Rows:
>>>>>

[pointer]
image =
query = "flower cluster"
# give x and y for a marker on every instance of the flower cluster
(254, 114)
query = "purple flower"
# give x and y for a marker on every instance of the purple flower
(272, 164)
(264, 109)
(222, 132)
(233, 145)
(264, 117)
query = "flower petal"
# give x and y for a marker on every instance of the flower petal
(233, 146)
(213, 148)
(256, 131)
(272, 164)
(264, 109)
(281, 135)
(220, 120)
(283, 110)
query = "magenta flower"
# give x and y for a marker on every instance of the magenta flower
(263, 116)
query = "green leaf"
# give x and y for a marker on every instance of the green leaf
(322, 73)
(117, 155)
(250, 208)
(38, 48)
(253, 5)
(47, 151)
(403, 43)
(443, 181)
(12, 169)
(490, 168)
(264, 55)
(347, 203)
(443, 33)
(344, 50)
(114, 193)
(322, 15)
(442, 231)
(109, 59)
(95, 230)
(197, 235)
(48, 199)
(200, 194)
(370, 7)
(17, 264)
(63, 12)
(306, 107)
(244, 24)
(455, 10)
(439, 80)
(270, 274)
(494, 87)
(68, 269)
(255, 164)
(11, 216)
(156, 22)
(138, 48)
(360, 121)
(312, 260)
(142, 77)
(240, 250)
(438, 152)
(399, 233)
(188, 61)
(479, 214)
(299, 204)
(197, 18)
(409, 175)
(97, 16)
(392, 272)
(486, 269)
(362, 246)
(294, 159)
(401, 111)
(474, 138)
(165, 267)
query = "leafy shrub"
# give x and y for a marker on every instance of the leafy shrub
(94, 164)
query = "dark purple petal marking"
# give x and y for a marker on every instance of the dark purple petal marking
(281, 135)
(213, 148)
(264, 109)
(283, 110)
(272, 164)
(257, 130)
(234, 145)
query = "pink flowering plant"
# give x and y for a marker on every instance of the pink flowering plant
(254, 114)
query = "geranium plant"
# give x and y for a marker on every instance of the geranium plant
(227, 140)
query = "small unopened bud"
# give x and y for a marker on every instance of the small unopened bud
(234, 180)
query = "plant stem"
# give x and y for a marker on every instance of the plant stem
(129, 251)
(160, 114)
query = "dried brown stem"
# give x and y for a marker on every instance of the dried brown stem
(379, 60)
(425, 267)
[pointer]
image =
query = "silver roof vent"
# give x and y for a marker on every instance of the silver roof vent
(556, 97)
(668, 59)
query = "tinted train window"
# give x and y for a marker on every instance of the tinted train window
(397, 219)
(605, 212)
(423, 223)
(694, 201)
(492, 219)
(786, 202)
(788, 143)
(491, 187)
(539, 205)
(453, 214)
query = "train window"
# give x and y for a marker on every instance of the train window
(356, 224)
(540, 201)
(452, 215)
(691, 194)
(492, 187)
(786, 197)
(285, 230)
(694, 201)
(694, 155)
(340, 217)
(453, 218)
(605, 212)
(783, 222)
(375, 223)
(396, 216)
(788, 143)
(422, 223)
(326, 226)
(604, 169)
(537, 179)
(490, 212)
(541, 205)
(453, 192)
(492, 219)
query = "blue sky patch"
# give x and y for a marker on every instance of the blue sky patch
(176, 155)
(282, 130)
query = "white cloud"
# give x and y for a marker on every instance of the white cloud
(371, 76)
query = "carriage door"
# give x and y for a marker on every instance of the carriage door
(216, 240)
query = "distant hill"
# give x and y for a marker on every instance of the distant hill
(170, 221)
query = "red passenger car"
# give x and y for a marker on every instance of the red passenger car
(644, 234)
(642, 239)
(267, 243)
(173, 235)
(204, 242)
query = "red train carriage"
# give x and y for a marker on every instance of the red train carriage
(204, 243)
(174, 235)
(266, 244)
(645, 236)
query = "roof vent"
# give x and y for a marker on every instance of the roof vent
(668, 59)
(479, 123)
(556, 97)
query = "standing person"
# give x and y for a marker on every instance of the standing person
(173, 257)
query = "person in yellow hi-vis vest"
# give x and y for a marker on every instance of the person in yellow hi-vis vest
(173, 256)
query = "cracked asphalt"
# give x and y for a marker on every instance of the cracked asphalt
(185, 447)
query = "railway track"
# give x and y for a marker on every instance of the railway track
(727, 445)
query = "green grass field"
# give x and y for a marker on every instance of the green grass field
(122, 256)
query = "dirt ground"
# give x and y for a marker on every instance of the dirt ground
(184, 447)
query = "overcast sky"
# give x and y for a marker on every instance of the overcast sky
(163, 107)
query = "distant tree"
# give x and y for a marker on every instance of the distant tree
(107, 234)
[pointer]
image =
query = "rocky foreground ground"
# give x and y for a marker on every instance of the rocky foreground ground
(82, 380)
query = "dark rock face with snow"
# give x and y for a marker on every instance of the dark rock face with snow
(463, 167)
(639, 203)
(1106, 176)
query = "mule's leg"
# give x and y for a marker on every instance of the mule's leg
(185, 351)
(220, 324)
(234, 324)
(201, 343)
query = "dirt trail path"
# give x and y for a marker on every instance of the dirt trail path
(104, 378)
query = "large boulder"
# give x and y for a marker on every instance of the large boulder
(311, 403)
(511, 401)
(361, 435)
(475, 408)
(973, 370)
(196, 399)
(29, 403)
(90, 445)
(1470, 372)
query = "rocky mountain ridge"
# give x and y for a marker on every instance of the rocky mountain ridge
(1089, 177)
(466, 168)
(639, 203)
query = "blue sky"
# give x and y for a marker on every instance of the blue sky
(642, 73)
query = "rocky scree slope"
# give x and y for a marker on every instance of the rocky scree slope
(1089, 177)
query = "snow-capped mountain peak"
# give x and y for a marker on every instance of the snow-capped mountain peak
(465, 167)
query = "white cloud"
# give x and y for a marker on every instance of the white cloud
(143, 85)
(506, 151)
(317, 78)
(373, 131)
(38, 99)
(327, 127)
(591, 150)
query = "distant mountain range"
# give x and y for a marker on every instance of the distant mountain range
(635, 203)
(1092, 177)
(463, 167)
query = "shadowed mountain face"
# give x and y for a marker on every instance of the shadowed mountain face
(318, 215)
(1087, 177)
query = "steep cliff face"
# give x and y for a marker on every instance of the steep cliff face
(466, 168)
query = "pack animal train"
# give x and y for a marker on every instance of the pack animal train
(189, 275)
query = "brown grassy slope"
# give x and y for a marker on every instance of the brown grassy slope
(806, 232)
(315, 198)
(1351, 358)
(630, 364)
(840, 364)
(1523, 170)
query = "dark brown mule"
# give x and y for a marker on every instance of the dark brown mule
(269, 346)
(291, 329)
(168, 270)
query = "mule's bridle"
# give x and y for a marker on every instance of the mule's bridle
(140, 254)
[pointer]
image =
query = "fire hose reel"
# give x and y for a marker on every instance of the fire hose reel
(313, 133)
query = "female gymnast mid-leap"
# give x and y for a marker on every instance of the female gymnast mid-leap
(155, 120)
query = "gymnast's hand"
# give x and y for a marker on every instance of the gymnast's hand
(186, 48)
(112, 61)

<<<<<

List every line in the listing above that contains the string "snow", copying each line in full.

Written solution:
query = "dark rock face with snow"
# give x and y for a marker on every instance of the dark rock face with snow
query = "snow-capped mountain peak"
# give x and y for a marker on every instance of the snow-capped mountain peak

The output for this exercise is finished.